• [PROVIDED INFORMATION]:
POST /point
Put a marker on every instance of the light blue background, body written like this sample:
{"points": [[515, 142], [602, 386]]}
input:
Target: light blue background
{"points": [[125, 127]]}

• [EXERCISE AIM]: Copy all of the data above line for line, without changing anything.

• [RESPONSE BELOW]:
POST /point
Put a marker on every instance of the light blue background, body written like this sample:
{"points": [[515, 142], [602, 386]]}
input:
Target: light blue background
{"points": [[125, 127]]}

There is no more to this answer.